What you are asked to do:
Substitute "vehicle roof" for "car roof" in the lines below, starting at the line that has "the car roof." and stopping after the line that has "top-left (185, 128), bottom-right (385, 145)". Reproduce those lines with everything else unchanged.

** start of Information supplied **

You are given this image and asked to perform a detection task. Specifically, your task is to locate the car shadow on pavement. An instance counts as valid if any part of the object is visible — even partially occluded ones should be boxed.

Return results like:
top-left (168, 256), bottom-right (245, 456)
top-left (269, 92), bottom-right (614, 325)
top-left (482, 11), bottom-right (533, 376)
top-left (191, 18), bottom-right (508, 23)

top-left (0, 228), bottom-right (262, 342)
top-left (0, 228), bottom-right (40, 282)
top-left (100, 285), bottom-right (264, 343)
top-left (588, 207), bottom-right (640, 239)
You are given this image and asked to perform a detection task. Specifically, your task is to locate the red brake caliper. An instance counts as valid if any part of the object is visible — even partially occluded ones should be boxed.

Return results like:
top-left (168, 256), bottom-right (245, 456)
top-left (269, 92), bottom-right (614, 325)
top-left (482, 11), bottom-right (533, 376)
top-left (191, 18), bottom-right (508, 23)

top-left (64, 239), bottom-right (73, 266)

** end of Information supplied **
** start of Information supplied **

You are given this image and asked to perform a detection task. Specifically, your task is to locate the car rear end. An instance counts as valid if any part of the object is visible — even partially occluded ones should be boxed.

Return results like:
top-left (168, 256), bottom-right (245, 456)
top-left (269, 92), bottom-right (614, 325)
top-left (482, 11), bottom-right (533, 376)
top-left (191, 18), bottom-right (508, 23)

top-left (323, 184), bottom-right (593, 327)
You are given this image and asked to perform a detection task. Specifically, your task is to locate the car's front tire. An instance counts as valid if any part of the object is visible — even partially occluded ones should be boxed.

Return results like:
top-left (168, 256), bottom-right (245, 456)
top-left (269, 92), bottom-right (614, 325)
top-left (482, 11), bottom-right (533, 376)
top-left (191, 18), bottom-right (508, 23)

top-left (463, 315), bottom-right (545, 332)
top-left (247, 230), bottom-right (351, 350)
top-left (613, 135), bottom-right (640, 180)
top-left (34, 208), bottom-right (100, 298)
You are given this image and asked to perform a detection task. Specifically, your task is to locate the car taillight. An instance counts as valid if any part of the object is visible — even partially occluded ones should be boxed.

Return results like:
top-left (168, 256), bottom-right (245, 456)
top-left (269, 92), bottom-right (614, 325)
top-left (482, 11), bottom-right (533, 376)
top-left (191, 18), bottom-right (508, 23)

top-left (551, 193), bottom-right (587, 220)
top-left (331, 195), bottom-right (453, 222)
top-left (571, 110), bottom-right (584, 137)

** end of Information supplied **
** start of Information supplied **

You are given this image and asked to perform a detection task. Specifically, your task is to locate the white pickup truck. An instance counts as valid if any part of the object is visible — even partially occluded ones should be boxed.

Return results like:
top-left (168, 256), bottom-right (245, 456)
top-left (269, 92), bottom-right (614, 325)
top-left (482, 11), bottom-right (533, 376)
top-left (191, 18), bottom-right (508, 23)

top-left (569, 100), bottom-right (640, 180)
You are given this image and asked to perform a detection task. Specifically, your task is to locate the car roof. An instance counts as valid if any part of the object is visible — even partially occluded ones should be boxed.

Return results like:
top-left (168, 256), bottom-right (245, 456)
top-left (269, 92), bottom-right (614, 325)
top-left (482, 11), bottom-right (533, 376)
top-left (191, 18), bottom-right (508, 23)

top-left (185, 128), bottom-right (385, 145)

** end of Information supplied **

Answer to this problem:
You are given this image and asked to perform a detection task. Specifically, your task is to locate the vehicle roof. An instance counts as valid if any part of the object is visible — even partially occluded ones should be boxed.

Return results like:
top-left (168, 256), bottom-right (245, 456)
top-left (269, 92), bottom-right (614, 325)
top-left (482, 11), bottom-right (533, 376)
top-left (191, 18), bottom-right (508, 23)

top-left (185, 128), bottom-right (385, 145)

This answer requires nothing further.